Your task is to print the material below exactly as presented.

## Begin

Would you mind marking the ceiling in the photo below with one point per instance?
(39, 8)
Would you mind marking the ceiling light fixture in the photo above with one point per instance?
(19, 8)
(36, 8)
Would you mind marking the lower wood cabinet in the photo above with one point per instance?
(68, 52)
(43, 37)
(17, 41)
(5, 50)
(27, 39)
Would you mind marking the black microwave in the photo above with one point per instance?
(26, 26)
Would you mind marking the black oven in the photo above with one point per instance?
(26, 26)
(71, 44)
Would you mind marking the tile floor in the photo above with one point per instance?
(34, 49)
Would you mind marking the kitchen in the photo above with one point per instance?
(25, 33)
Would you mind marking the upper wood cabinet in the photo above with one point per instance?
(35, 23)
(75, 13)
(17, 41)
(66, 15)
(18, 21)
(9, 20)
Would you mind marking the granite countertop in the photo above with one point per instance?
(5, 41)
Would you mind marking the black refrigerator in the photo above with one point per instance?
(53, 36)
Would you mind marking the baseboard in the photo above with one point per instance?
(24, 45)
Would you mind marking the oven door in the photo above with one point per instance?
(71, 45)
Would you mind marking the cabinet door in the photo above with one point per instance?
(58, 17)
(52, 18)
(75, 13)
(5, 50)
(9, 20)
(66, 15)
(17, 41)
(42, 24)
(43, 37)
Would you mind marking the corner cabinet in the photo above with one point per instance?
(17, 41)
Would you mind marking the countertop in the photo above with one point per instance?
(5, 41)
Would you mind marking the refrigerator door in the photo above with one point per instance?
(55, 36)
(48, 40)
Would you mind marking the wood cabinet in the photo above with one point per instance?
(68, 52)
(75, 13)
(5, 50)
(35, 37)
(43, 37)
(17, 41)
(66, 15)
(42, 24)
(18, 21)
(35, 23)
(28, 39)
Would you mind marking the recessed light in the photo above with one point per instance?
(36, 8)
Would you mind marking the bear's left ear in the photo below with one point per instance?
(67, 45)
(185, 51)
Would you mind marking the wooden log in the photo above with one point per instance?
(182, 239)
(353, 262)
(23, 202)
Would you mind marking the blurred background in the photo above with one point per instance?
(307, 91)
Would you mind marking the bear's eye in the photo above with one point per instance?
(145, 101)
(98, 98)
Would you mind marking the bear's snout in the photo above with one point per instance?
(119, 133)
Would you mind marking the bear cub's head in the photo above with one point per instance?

## End

RESULT:
Would you mind marking the ceiling in the photo below with one point per instance?
(39, 8)
Would you mind marking the ceiling light fixture in the photo above with one point per instance?
(19, 8)
(36, 8)
Would you mind marking the lower wood cabinet in the photo above with one point per instance?
(68, 52)
(43, 37)
(17, 41)
(5, 50)
(27, 39)
Would you mind marking the black microwave in the photo above with one point per instance?
(26, 26)
Would you mind marking the black oven in the photo above with one point per instance?
(26, 26)
(71, 44)
Would you mind marking the tile floor in the photo above with one point per instance?
(34, 49)
Would you mind marking the kitchen in the photo above with one point per instance?
(25, 33)
Would you mind marking the upper wood cabinet in the photo above with one point per instance?
(35, 23)
(75, 13)
(17, 41)
(66, 15)
(18, 21)
(9, 20)
Would you mind marking the granite countertop in the photo above with one point per instance?
(5, 41)
Would you mind marking the black refrigerator in the photo above with one point per instance?
(53, 36)
Would you mind marking the baseboard in the photo above with one point per instance?
(24, 45)
Would you mind marking the oven door in the photo above with one point per instance?
(71, 45)
Would you mind marking the cabinet door in the photo above with one point per instance?
(58, 17)
(52, 18)
(75, 13)
(5, 50)
(9, 20)
(66, 15)
(17, 41)
(42, 24)
(43, 37)
Would you mind marking the corner cabinet in the photo above with one point per instance?
(17, 41)
Would you mind marking the countertop in the photo above with one point per instance?
(5, 41)
Would you mind marking the refrigerator door in the photo above with one point per instance?
(55, 36)
(48, 40)
Would you mind marking the wood cabinet in the photo above with one point per instance?
(68, 52)
(75, 13)
(5, 50)
(35, 37)
(43, 37)
(17, 41)
(66, 15)
(42, 24)
(18, 21)
(35, 23)
(28, 39)
Would you mind marking the recessed light in the photo above with one point per instance?
(36, 8)
Would you mind marking the bear's left ear in the photo below with one point per instance?
(67, 45)
(185, 51)
Would you mind marking the wooden log in the photo above with one point per instance?
(182, 239)
(353, 262)
(23, 202)
Would you mind marking the blurred background in the photo above with one point per instance?
(307, 91)
Would you mind marking the bear's eye in the photo above with one point per instance?
(145, 101)
(98, 98)
Would you mind marking the bear's snout in the photo above with one point per instance?
(119, 133)
Would you mind marking the bear cub's head in the photo above with one point per instance?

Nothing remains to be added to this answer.